▶ **WHAT YOU HAVE TO DO**: Reproduce the listing below verbatim, starting at its first line and ending at the line containing "(1158, 312)".

▶ **EXTRACTED MATERIAL**:
..............................
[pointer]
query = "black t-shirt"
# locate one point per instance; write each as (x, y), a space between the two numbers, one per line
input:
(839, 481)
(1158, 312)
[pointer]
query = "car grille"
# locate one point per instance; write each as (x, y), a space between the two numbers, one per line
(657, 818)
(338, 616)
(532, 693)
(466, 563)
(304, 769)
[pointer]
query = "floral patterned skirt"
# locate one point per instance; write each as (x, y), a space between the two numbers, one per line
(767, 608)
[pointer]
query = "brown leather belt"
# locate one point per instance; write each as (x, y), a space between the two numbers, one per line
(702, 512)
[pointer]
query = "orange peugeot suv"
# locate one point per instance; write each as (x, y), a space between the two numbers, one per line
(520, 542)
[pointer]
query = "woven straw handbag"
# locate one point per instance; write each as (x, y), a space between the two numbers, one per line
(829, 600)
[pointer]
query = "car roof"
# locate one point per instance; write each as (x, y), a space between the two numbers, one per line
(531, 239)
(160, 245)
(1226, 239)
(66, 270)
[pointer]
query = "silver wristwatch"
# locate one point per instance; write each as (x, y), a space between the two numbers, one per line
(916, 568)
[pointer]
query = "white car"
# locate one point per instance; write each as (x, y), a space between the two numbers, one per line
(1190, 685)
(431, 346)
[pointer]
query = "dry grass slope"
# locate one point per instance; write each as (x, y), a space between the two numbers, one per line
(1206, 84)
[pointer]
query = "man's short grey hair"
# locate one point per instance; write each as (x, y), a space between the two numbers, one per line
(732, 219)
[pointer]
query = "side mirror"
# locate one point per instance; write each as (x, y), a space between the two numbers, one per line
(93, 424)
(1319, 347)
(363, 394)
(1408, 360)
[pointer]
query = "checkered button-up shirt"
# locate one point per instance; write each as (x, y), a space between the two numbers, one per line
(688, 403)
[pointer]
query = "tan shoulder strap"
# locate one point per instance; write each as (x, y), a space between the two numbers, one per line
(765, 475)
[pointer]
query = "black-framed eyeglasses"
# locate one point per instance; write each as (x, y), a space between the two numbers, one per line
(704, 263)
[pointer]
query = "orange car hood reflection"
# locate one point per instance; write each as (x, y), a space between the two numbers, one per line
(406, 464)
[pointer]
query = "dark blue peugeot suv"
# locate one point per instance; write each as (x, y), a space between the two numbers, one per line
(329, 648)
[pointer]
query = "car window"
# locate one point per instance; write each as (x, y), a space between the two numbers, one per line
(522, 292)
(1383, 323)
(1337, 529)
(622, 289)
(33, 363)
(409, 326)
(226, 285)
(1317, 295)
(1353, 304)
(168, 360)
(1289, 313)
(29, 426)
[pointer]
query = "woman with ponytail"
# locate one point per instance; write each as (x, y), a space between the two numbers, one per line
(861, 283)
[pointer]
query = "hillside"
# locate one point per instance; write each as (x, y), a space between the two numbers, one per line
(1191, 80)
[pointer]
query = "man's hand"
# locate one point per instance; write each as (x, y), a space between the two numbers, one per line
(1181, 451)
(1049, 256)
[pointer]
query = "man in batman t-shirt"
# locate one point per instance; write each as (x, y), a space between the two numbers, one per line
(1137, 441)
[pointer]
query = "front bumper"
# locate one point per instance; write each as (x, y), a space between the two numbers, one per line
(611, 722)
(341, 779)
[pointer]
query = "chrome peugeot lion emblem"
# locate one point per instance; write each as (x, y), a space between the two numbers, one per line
..............................
▶ **RESPONSE TO THIS EXERCISE**:
[pointer]
query = "black t-shirt"
# locate one point per instance; write each as (x, y), a space between the two numbers, one per line
input:
(839, 481)
(1158, 312)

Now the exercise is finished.